(Stored data entries)
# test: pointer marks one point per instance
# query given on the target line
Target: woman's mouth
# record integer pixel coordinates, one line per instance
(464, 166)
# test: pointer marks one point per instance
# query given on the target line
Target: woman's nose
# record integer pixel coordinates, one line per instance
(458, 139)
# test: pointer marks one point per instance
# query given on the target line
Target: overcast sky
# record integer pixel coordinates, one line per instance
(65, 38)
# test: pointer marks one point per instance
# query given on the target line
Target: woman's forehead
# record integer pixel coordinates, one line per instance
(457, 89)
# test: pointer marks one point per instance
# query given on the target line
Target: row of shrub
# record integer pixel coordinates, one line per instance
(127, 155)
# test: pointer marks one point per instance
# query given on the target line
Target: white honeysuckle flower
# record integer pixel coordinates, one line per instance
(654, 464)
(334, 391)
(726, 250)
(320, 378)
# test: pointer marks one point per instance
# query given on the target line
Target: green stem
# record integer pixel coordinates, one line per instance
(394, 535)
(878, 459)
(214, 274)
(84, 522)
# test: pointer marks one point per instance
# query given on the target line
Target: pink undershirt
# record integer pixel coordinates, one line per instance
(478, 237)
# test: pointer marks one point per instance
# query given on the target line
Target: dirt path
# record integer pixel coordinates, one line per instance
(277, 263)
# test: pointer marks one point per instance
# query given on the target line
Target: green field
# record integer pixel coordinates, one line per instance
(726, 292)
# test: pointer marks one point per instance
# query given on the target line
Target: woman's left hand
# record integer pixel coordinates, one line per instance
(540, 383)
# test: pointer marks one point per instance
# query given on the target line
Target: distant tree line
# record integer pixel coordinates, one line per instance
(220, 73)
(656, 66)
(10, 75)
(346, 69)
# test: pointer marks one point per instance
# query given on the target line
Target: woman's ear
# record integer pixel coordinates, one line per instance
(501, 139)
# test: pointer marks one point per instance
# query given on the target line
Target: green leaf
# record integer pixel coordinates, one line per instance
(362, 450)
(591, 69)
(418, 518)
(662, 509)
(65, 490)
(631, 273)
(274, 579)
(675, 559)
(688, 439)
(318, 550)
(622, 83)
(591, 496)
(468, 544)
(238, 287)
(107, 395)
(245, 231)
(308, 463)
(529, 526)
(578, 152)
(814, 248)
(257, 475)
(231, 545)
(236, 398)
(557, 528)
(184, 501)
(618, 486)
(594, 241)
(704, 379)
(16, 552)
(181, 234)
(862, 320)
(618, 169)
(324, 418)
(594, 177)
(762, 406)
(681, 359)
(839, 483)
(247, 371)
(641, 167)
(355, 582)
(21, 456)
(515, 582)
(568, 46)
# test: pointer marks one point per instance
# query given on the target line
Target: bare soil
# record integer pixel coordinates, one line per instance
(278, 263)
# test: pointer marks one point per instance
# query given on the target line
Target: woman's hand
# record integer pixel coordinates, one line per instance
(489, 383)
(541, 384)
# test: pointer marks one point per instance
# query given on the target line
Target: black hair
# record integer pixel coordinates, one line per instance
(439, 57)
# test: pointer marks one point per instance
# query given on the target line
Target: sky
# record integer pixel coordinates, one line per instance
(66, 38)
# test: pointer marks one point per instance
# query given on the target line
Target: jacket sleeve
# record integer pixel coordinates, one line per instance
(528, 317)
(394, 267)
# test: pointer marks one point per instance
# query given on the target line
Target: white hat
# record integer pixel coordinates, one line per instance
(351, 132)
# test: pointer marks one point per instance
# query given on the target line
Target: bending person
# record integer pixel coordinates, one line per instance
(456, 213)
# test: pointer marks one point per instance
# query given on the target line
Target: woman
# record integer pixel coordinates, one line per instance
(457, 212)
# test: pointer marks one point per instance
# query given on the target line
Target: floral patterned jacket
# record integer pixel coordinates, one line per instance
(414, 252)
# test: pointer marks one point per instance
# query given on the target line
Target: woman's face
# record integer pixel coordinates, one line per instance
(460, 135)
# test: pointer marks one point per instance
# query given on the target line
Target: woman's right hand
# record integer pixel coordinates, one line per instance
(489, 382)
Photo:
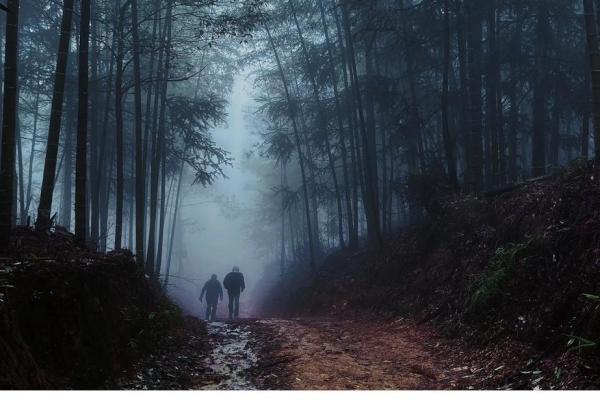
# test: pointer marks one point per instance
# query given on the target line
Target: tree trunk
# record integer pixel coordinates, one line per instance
(82, 127)
(119, 128)
(9, 122)
(47, 190)
(139, 156)
(370, 176)
(157, 150)
(538, 143)
(32, 151)
(594, 54)
(492, 100)
(292, 113)
(449, 145)
(474, 149)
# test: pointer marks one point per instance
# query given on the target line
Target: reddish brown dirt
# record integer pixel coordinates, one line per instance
(396, 354)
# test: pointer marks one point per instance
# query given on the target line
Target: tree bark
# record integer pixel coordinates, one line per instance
(82, 127)
(292, 113)
(47, 190)
(139, 156)
(594, 54)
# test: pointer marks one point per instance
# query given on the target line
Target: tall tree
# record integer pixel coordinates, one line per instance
(9, 122)
(47, 191)
(82, 126)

• _Problem description_
Count the lines in the rows that contain the word "white". Give only the number.

• _Output for this exercise_
2